--- TEXTO FUENTE ---

TRIBUNA
Universidad, investigación y mercado |
Los términos universidad y universalidad se confunden cuando se dice que la misión de la universidad es galvanizar la investigación y la transmisión del conocimiento con carácter universal, en términos de validez y eficacia planetaria. A mi juicio, esa afirmación debe matizarse en función de qué consideremos investigación científica y de lo que ésta persigue dentro de cada campo del saber.
Desde el primer ángulo, es común distinguir entre investigación básica y aplicada. La primera es la acumulación progresiva del conocimiento que no atiende a un provecho específico. Lo que los socráticos llamaban búsqueda de la verdad, con independencia de su utilidad material. Ése fue el objeto primigenio de la Filosofía y de las Ciencias puras, y lo es en gran medida de las Ciencias Sociales y de las Humanidades; campos indefectiblemente ligados a problemas vitales y existenciales. Por el contrario, la investigación aplicada apela a la practicidad material, cuyo objeto principal es resolver problemas específicos desarrollando soluciones y productos, como hacen por ejemplo las Ingenierías.
Desde la perspectiva de los campos del saber no puede afirmarse que todo conocimiento tenga una misión universal. Antes bien, el objeto de la mayoría de las Ciencias Sociales está apegado a la realidad cercana, como la piel al cuerpo, más que a una vocación transnacional o universalista. Éste es el caso del Derecho. Los múltiples condicionantes históricos y culturales que están en el sustrato de cualquier sistema jurídico son difícilmente extrapolables con carácter universal. Podemos hablar de un Derecho español (incluso andaluz) o, bajo ciertos parámetros, de un Derecho europeo; pero es forzado hablar de un Derecho global, por muy globalizados que estén algunos aspectos de la realidad que, lógicamente, requieren instrumentos jurídicos de acompañamiento, sobre todo en el terreno de los negocios y de las relaciones internacionales.
Evidentemente, el mercado está mucho más interesado en la investigación que puede rentabilizarse que en la que solo persigue, por así decirlo, el "saber por el saber". La lógica del mercado explica también que la medición de los resultados de la investigación en clave anglosajona y global impere, imponiendo sobre qué se puede investigar y sobre qué no en pro de un beneficio inmediato que está muy presente en las publicaciones "de prestigio". Se generan así mecanismos de validación que siguen criterios mercantiles referidos a los resultados que conllevan mayor rentabilidad. Pero pretender aplicar esa lógica en las Ciencias Jurídicas o en las Humanidades es ilusorio porque se trata de una métrica utilitarista que dista mucho de la realidad académica en la que se desenvuelven esos otros campos del saber, condicionados por la realidad inmediata que los forja y les da sentido.

---

> _TAREA ENCOMENDADA_: Prosiga el artículo sobre universidad, investigación y mercado a partir de la última frase de su último párrafo. Los ítems que vienen a continuación constituyen un material independiente del artículo.

--- DATOS SUMINISTRADOS ---

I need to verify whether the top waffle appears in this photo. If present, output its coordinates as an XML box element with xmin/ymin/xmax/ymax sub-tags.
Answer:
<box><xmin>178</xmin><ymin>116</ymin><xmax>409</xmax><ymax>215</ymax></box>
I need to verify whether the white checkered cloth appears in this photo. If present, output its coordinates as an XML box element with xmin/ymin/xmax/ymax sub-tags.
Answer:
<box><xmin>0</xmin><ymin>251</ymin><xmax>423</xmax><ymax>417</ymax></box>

---

> _RESPUESTA_:
Por otra parte, los fondos para investigar sobre temas de interés para las empresas y la industria siempre serán mucho más abundantes que para investigar sobre cuestiones locales o de interés para minorías. Además, la financiación que proviene del mercado limita la libertad de pensamiento y de crítica cuando los resultados de la investigación no son favorables a sus intereses. Paralelamente, protege férreamente la propiedad intelectual de esas invenciones, generando un modelo de apropiación privada del saber que impide su difusión pública y gratuita a fin de asegurar el retorno y la ganancia.
Mi experiencia personal me ha enseñado que ese es uno de los problemas larvados de la universidad privada. Por un lado, la presión de los rankings como fuente de prestigio para competir por los alumnos, y, de otro, la necesidad del mercado para financiar la investigación y la universidad misma les hace abrazar un concepto de investigación sesgado, orientado sólo a lo útil y rentable, que deja atrás el puro afán de conocimiento y la investigación básica. Aunque la ley de universidades obliga a todas éstas, con independencia de su carácter público o privado, a promover la investigación básica y la aplicada en igualdad de condiciones, lo cierto es que la primera, que requiere años de desarrollo y que no transforma en precio sus aportaciones, solo tiene cabida cuando se financia al margen de la idea de rédito, lo que en puridad apela a la financiación pública y la idea de servicio integral a la sociedad que es genuina de las universidades públicas. Por ello, en los tiempos que corren, después de la crisis económica y de valores que nos ha asolado, reivindicar la universidad pública resulta un imperativo categórico.